# TASK BRIEF
Update the records from their first line through the line containing "# mark the region of every instance of the white": change "stucco" to "brick", leave everything else unchanged, and give back only those lines.

======== STORED DATA

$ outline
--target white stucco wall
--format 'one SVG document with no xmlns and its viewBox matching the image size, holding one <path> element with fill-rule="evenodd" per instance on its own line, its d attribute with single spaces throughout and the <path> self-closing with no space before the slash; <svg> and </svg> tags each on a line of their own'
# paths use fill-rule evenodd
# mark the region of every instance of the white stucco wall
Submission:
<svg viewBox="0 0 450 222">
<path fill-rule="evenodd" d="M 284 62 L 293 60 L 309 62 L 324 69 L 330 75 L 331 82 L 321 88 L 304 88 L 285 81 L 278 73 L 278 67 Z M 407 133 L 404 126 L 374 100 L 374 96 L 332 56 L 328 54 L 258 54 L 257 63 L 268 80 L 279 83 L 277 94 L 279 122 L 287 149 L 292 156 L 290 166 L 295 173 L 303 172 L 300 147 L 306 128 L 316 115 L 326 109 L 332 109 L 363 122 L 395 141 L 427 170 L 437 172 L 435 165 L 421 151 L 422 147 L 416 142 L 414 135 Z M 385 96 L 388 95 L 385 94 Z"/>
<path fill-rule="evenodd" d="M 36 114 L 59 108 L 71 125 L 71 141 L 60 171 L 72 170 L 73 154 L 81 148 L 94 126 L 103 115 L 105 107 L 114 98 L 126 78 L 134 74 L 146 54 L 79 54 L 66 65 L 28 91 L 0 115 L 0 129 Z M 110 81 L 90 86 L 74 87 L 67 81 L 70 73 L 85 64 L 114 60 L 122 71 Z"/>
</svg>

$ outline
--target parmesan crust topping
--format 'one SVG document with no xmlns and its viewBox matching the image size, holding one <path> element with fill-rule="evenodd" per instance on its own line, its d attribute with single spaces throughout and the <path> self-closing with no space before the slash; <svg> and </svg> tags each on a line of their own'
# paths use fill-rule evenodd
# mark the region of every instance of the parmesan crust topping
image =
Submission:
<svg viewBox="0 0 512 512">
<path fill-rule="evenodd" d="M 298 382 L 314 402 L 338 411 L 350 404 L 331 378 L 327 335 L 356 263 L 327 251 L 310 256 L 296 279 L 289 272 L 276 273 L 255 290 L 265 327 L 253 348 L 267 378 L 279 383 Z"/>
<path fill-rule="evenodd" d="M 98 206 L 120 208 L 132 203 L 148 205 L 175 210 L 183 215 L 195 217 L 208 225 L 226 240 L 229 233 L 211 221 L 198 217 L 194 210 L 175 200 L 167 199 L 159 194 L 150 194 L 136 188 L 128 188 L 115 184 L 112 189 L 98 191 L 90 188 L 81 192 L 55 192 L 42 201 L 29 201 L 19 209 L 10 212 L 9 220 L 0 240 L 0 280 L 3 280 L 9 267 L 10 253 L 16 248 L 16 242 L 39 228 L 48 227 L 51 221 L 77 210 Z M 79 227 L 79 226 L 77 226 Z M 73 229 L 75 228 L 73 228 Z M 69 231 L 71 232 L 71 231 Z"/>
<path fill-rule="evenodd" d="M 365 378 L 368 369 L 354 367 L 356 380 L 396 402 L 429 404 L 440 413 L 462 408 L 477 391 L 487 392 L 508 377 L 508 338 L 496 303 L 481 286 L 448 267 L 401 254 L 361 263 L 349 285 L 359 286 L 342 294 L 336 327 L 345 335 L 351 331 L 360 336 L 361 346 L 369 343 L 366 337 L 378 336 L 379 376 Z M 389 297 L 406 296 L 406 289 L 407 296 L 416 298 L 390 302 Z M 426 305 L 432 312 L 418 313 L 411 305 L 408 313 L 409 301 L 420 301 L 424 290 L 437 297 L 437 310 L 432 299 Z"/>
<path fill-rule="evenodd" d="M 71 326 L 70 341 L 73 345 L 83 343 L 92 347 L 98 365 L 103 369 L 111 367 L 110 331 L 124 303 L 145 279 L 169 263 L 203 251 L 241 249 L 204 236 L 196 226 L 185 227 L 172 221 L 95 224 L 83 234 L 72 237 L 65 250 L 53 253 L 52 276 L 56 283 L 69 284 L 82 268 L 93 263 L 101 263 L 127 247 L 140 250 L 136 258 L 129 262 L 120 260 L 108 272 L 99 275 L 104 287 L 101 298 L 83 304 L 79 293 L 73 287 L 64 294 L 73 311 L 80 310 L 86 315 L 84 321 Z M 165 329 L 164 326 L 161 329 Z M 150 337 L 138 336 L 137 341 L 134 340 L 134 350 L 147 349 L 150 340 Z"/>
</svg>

================

# EXERCISE RESPONSE
$ outline
--target white brick wall
--format 'one SVG document with no xmlns and its viewBox matching the image size, holding one <path> element with fill-rule="evenodd" per instance on its own line, its d attribute with single spaces throughout and the <path> self-closing with no space before the slash; <svg> and </svg> tags each on a line of their own'
# paths use fill-rule evenodd
# mark the region of every instance of the white brick wall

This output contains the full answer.